• [Task objective]
An exact copy of every record is needed.

• [Natural language region descriptions]

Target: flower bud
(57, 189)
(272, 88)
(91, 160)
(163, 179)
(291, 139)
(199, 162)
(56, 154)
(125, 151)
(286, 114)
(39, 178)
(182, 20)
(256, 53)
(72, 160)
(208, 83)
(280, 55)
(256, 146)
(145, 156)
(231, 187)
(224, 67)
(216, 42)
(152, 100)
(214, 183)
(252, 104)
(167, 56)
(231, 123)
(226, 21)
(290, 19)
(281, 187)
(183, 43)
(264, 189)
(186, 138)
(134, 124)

• [Result of this task]
Target: flower bud
(57, 189)
(272, 88)
(91, 160)
(163, 179)
(291, 139)
(199, 162)
(56, 154)
(125, 151)
(286, 114)
(39, 178)
(182, 20)
(256, 53)
(72, 160)
(208, 83)
(280, 55)
(256, 146)
(145, 156)
(231, 187)
(224, 67)
(216, 42)
(152, 100)
(214, 183)
(252, 104)
(167, 56)
(231, 123)
(226, 21)
(290, 19)
(281, 187)
(183, 43)
(264, 189)
(186, 138)
(134, 124)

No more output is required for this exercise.